## Objective
Repeat the material below word for word, from the line that contains "written like (161,393)." through the end of the material, both ends included. Leave any pictures out of your answer.

##########

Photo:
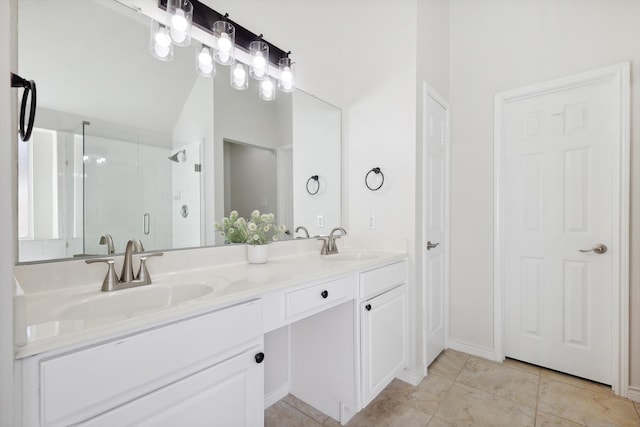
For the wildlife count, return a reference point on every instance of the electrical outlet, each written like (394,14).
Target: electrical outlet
(371,222)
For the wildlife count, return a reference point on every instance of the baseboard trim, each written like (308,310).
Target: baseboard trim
(276,394)
(412,377)
(484,352)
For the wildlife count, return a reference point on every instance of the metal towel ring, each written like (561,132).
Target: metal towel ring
(377,171)
(29,86)
(315,178)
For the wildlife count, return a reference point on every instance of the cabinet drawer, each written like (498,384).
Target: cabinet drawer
(76,386)
(373,282)
(318,297)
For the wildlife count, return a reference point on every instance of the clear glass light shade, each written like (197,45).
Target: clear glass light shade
(160,44)
(239,76)
(204,61)
(180,16)
(259,52)
(224,50)
(267,89)
(287,81)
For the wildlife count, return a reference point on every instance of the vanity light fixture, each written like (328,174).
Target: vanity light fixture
(205,65)
(225,34)
(286,82)
(267,89)
(257,58)
(180,16)
(259,53)
(239,76)
(160,44)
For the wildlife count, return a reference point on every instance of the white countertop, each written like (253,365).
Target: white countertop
(44,328)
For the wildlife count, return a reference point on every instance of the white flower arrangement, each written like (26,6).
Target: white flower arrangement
(259,229)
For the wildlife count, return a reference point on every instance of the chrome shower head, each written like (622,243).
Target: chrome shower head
(179,156)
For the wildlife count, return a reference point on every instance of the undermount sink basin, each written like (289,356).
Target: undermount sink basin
(128,302)
(351,256)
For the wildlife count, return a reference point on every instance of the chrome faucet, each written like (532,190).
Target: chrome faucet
(303,228)
(106,239)
(329,246)
(127,279)
(133,246)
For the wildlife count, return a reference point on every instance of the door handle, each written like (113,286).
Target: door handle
(599,249)
(431,245)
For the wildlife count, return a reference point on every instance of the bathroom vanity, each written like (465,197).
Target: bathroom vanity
(336,326)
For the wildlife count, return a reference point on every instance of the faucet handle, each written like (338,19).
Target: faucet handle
(143,274)
(325,245)
(111,279)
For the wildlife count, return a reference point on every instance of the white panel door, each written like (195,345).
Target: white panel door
(435,209)
(558,204)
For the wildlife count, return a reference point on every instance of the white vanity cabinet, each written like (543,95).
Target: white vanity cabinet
(204,370)
(383,328)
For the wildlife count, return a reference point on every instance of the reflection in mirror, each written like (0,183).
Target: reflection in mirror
(126,146)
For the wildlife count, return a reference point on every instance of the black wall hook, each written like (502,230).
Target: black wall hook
(315,178)
(377,171)
(29,86)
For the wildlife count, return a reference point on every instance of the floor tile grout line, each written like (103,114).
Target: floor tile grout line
(535,415)
(302,412)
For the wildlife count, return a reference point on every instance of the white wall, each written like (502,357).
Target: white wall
(299,26)
(195,124)
(8,208)
(497,46)
(379,113)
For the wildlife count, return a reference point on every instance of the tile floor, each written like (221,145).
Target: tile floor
(463,390)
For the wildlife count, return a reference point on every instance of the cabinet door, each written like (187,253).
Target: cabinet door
(384,340)
(229,394)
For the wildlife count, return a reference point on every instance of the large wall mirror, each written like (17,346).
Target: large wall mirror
(126,146)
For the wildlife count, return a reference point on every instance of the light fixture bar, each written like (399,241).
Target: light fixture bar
(204,17)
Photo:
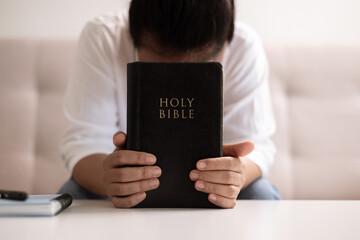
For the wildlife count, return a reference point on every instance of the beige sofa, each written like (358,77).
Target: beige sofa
(316,98)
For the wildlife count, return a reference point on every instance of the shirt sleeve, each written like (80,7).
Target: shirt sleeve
(247,105)
(90,104)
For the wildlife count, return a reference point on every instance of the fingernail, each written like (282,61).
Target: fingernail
(153,183)
(141,196)
(213,197)
(150,159)
(194,175)
(156,172)
(200,185)
(202,165)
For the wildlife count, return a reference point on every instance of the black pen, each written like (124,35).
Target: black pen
(13,195)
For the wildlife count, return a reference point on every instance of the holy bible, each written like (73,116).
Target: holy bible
(175,111)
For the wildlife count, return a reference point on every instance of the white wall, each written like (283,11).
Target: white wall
(320,21)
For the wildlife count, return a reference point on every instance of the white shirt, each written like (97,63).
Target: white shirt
(95,102)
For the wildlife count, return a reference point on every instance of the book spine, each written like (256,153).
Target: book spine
(65,200)
(133,108)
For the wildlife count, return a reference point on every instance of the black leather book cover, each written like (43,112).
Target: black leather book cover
(175,111)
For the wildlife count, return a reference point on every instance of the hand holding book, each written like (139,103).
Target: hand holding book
(129,174)
(223,177)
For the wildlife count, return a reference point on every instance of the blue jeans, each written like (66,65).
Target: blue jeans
(260,189)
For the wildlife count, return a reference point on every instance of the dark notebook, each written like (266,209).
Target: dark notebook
(175,111)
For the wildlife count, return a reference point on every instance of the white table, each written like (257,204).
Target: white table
(248,220)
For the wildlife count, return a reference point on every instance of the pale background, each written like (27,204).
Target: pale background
(295,21)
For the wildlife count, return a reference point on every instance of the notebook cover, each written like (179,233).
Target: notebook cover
(36,205)
(175,111)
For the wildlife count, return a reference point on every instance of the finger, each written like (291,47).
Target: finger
(129,201)
(221,177)
(222,201)
(126,189)
(222,163)
(131,174)
(229,191)
(126,157)
(119,140)
(238,149)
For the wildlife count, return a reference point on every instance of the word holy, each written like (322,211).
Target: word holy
(176,108)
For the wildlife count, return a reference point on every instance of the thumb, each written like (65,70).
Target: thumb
(119,140)
(238,149)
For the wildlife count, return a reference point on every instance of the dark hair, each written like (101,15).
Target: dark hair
(182,25)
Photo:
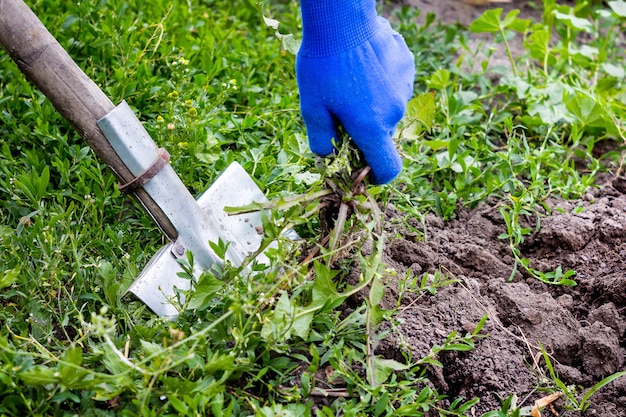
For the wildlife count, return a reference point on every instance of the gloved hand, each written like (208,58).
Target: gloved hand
(354,70)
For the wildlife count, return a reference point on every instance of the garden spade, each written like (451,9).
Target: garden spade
(118,138)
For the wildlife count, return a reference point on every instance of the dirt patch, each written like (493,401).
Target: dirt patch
(582,327)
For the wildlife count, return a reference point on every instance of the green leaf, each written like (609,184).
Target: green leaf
(9,277)
(440,79)
(39,375)
(422,109)
(618,7)
(573,22)
(616,71)
(488,22)
(384,367)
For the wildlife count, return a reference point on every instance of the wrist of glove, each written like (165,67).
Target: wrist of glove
(353,70)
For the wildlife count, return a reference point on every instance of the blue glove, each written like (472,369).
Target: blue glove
(353,70)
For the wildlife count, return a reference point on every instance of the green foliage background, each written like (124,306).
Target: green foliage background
(212,84)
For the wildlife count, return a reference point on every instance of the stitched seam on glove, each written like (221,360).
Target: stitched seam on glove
(331,27)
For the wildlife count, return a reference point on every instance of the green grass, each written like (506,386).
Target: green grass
(212,84)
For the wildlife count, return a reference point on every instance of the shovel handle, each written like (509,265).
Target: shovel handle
(75,96)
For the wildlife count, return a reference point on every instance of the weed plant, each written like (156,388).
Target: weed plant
(213,85)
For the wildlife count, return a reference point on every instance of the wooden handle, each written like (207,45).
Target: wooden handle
(75,96)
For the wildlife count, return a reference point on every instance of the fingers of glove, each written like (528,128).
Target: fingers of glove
(396,61)
(321,126)
(376,145)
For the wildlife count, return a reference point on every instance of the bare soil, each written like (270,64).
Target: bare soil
(583,328)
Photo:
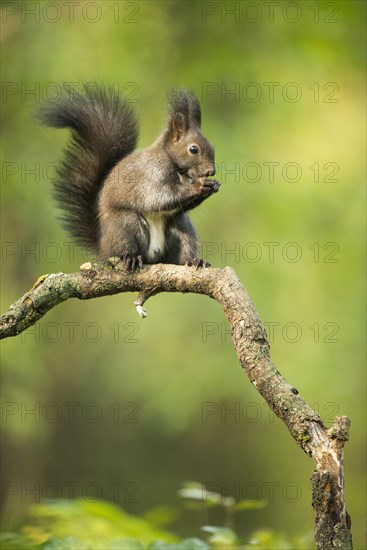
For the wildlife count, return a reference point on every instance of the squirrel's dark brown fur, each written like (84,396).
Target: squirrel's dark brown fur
(125,203)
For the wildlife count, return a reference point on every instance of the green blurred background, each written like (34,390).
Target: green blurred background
(119,401)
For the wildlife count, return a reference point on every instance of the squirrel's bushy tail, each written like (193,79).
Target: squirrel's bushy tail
(104,129)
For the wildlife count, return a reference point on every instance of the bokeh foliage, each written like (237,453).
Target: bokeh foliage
(165,370)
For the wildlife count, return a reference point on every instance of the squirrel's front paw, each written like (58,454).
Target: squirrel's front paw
(198,262)
(207,186)
(132,262)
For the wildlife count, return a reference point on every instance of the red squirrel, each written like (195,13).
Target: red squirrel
(126,203)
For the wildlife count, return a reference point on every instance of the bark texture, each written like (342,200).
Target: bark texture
(325,446)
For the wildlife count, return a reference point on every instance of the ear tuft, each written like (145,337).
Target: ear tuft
(185,102)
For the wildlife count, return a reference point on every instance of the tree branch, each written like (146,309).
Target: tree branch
(325,446)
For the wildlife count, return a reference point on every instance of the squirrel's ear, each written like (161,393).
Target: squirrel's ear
(179,126)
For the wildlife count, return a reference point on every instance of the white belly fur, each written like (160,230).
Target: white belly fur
(156,224)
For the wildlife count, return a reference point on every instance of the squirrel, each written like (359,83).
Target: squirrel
(126,203)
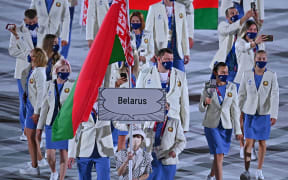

##########

## Task response
For the wildlife count, return a reference point on every instance of the squirrel's ear, each written like (161,393).
Target: squirrel's ear
(179,126)
For the wildlife count, return a reference point on every instance of the white belly fur, each written like (160,230).
Target: white belly fur
(156,224)
For the wildlife count, return a reference point on every instance of the squirrel, each written like (359,83).
Target: squirrel
(126,203)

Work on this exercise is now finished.